#### [THE TASK]
Please reproduce the data in full, exactly as it stands.

#### [TASK INPUTS]
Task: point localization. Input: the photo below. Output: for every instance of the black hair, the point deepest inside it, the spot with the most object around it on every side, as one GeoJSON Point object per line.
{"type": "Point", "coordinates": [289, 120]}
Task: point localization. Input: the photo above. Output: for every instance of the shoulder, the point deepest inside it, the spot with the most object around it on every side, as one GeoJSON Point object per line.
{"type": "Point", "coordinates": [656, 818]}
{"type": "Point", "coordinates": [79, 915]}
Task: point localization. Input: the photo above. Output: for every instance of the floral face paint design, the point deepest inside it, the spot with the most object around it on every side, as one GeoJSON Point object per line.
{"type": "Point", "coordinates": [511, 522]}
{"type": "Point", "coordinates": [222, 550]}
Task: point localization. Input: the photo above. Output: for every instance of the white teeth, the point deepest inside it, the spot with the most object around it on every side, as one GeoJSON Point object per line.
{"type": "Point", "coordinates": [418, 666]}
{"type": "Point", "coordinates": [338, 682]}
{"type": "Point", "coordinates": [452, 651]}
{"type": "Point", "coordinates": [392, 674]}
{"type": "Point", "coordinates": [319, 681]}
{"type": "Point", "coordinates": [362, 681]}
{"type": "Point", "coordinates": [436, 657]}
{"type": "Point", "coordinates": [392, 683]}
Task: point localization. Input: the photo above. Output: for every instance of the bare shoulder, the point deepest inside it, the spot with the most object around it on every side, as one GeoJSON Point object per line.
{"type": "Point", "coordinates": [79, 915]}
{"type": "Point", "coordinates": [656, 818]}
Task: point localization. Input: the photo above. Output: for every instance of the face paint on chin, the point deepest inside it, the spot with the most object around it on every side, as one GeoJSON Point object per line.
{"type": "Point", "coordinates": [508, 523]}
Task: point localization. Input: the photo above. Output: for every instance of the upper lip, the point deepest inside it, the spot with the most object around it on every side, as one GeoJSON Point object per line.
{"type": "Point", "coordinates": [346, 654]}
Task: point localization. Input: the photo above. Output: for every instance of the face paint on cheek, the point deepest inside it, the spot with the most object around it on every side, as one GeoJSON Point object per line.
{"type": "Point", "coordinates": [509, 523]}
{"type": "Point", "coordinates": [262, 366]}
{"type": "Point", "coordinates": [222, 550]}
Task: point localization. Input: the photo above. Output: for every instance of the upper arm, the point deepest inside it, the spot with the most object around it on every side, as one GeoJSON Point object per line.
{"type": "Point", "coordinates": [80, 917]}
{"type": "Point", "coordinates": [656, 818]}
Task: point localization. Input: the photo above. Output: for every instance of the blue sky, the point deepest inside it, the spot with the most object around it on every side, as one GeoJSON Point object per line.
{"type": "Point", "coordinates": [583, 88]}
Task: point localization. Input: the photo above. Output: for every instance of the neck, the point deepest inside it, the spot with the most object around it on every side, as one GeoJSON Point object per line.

#### [TASK ANSWER]
Task: point localization. Input: the photo below. Output: for every instance of the black hair, the point deepest inside it, the spot with the most object around it on every side, as one GeoJSON Point object per line.
{"type": "Point", "coordinates": [289, 120]}
Task: point localization. Input: the photo above. Output: for every instance of the shoulder, the point deepest inside it, the spot with the most object around it on every side, as one GeoJSON Point object per line.
{"type": "Point", "coordinates": [656, 818]}
{"type": "Point", "coordinates": [79, 915]}
Task: point localization. Input: the photo above. Output: for every instance of the floral face paint design, the point deepest inside it, the spot with the most object around it on every side, as one GeoJSON Point object per line.
{"type": "Point", "coordinates": [511, 522]}
{"type": "Point", "coordinates": [222, 550]}
Task: point localization. Input: the photo above. Output: for every instance of the white teeth, the point deepest inside it, the spot with the most object around it on every side, as one GeoJSON Point object per line.
{"type": "Point", "coordinates": [418, 666]}
{"type": "Point", "coordinates": [338, 682]}
{"type": "Point", "coordinates": [452, 651]}
{"type": "Point", "coordinates": [392, 674]}
{"type": "Point", "coordinates": [319, 681]}
{"type": "Point", "coordinates": [362, 681]}
{"type": "Point", "coordinates": [436, 657]}
{"type": "Point", "coordinates": [392, 683]}
Task: point localization. Input: the photo above. Output: for every instance of the bare shoulder, the point deepest inside it, the spot with the most object around it on every side, as one GeoJSON Point object per line.
{"type": "Point", "coordinates": [79, 915]}
{"type": "Point", "coordinates": [656, 818]}
Task: point localization. Input: the photo above. Output: for every instance of the face paint on chin, the point deepest inside it, the spot with the most object around it on every side, as one GeoJSON Point object per line.
{"type": "Point", "coordinates": [508, 523]}
Task: point localization. Input: the photo above. Output: for every instance of the upper lip, the point deepest inside it, the spot with the most object around it on every side, as one GeoJSON Point object per line.
{"type": "Point", "coordinates": [346, 654]}
Task: point localization. Input: the photo above. Output: for every instance of the face paint on cheek, the point deepest inside it, the spot with the most object around it on every side, as one GeoJSON Point object per line.
{"type": "Point", "coordinates": [509, 523]}
{"type": "Point", "coordinates": [262, 366]}
{"type": "Point", "coordinates": [222, 550]}
Task: point localization. Input: the photo above. Output: for every instance of the upper arm, the point deepest inside it, the spot with the most object around it on every side, as one GeoJSON Point object per line.
{"type": "Point", "coordinates": [80, 917]}
{"type": "Point", "coordinates": [656, 818]}
Task: point localization. Input: the photo above. Output: for every instance of the blue sky, the point deepest inside it, the spot with the most object around it on every side, as one GeoJSON Point object per line.
{"type": "Point", "coordinates": [583, 88]}
Task: point localization. Input: the photo above. Output: for every instance of the neck, the point deepest inside it, the spot with the most object around it on every side, as one GeoJSON Point object per line.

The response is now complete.